> The records
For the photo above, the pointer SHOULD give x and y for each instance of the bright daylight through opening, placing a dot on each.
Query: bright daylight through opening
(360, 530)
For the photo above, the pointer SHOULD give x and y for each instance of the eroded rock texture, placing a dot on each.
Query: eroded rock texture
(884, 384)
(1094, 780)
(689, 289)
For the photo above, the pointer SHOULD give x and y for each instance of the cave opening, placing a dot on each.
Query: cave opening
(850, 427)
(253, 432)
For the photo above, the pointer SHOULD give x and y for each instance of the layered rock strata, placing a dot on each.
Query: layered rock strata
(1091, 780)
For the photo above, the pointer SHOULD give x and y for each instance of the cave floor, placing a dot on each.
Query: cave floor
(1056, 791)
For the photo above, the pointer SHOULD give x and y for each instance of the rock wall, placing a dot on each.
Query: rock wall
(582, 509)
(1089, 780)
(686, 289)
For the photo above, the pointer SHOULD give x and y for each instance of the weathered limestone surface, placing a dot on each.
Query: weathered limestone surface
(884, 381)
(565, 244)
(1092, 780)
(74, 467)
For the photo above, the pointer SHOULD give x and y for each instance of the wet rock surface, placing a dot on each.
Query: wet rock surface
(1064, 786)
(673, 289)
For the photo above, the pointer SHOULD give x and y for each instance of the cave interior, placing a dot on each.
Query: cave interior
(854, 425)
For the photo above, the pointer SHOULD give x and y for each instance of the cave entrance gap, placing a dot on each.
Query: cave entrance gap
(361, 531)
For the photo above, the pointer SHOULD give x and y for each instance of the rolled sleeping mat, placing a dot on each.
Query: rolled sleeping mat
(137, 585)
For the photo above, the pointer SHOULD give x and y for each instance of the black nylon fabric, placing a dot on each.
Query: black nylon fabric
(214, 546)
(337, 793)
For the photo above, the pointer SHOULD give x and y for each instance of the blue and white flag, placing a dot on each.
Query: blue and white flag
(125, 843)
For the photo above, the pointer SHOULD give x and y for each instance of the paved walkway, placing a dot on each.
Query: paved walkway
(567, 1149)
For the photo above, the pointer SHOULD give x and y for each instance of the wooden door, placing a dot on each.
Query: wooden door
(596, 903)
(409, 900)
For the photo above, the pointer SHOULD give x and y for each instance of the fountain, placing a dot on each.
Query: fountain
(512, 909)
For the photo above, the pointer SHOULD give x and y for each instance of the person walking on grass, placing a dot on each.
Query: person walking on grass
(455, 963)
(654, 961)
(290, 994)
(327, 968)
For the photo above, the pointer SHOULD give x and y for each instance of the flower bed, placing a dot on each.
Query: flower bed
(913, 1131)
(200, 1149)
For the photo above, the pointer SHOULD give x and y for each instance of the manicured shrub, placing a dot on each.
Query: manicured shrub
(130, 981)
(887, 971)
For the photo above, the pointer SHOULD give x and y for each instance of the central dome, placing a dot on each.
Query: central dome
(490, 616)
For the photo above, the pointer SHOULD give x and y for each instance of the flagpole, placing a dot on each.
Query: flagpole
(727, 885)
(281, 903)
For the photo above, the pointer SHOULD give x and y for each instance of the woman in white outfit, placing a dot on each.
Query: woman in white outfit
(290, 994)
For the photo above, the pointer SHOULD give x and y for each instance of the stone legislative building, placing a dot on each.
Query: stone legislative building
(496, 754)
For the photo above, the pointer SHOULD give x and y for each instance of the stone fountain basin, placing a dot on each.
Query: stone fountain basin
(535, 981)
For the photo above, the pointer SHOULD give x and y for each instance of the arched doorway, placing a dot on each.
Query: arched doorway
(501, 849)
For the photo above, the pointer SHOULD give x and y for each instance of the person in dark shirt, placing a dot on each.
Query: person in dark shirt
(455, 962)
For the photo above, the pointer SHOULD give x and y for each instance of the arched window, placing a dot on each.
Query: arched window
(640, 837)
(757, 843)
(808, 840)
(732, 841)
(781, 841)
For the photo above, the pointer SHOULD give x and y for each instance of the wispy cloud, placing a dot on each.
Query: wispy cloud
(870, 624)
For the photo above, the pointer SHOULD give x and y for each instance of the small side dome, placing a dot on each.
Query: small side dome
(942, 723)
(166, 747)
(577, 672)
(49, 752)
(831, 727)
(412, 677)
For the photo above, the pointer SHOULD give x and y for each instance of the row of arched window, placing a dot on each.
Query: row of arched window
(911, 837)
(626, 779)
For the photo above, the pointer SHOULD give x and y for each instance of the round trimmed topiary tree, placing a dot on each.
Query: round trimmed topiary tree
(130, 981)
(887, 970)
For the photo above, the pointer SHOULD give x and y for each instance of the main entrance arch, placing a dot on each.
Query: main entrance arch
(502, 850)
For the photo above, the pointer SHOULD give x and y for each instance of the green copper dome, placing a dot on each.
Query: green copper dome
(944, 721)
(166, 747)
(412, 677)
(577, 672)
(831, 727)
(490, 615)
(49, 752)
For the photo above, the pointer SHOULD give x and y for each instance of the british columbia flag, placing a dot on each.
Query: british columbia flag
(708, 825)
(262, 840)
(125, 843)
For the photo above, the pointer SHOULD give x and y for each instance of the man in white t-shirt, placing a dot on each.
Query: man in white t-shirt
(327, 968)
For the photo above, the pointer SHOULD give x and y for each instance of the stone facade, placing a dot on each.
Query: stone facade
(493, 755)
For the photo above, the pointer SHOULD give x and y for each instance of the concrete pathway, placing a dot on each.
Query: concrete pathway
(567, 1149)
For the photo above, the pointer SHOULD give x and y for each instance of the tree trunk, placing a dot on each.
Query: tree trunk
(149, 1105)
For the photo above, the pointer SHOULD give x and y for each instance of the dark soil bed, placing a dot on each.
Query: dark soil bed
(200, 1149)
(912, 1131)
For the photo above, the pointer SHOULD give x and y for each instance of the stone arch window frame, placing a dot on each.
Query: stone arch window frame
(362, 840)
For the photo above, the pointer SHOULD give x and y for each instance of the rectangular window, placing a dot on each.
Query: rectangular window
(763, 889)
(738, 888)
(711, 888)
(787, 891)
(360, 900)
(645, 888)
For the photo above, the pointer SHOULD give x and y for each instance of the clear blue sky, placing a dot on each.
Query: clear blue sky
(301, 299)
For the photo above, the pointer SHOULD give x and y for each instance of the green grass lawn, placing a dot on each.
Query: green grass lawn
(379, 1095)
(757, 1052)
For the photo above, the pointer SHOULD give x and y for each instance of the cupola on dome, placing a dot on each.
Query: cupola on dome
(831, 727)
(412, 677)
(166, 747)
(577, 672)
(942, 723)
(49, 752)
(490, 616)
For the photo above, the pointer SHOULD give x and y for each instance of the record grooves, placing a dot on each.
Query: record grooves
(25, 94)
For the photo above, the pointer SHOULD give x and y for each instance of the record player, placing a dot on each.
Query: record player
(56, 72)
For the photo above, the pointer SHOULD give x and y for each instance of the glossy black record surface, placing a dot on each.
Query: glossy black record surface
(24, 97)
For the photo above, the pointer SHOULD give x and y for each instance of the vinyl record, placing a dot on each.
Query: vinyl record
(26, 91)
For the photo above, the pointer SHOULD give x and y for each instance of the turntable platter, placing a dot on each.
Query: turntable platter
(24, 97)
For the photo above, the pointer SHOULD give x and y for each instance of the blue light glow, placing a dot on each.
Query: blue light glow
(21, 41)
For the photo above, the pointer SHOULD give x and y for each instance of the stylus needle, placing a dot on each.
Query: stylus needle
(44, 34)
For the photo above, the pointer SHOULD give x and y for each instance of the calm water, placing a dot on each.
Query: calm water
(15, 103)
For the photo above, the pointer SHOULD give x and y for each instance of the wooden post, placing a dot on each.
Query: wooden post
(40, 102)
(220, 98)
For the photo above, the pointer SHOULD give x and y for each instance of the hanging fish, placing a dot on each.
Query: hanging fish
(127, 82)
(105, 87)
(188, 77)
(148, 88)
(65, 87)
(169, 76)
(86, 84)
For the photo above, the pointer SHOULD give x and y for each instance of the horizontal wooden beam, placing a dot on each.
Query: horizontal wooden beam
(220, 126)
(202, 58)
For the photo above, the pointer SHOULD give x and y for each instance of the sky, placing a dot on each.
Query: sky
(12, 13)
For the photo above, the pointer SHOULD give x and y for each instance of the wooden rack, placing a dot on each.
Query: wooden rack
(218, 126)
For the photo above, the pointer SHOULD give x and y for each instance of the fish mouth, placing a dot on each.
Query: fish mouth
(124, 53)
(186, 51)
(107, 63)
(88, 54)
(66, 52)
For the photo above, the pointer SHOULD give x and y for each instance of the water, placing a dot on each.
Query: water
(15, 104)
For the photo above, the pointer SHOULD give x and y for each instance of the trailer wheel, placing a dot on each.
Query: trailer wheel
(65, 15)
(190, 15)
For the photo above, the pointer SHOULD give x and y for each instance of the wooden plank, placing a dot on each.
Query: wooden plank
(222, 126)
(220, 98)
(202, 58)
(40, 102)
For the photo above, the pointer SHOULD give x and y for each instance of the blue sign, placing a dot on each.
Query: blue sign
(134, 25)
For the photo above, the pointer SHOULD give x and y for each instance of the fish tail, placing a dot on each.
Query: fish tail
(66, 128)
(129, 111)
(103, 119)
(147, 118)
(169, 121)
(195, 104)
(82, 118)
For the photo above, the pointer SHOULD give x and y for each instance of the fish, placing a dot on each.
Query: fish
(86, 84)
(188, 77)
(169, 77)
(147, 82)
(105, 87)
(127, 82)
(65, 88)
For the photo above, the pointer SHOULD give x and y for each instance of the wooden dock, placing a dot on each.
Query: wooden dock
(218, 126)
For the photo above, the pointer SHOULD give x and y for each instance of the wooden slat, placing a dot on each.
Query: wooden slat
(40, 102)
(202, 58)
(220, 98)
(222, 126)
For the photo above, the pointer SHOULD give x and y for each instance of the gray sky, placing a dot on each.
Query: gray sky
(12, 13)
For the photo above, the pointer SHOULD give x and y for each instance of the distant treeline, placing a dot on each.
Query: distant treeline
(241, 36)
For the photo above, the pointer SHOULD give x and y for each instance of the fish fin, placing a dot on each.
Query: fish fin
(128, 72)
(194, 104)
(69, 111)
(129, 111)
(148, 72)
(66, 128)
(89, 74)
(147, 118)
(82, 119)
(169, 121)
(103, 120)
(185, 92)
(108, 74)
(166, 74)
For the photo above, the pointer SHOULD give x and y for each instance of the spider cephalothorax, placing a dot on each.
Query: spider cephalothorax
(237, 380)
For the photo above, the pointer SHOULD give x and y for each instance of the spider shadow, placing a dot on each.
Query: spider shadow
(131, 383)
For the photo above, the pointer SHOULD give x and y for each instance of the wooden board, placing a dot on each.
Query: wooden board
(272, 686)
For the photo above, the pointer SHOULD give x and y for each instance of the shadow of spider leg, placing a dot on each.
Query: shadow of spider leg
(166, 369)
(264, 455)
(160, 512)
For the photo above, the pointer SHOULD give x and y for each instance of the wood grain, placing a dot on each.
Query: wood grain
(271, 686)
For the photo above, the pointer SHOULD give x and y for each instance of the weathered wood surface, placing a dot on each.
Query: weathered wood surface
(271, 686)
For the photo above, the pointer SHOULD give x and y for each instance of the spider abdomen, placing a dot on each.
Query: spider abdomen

> What needs to be done
The lines to reproduce run from the one that contains "board, placing a dot on each." through the last line above; copy them exactly.

> Written reply
For the photo above, the pointer SHOULD give x and y for each instance of the wooden board, placing a dot on each.
Query: wooden board
(272, 686)
For the photo above, the pointer SHOULD give x and y for each instance of the shadow of spider leg, placing a dot on each.
Query: shadow of spider leg
(166, 369)
(264, 455)
(160, 512)
For the photo above, the pointer SHOULD give x and y for each instance of the wood grain, placing a dot on each.
Query: wood grain
(271, 686)
For the photo above, the pointer SHOULD give x and y for each instance of the weathered wood surface, placing a dot on each.
Query: weathered wood surface
(271, 686)
For the photo above, the pointer SHOULD give x and y for each instance of the spider abdomen, placing a dot on each.
Query: spider abdomen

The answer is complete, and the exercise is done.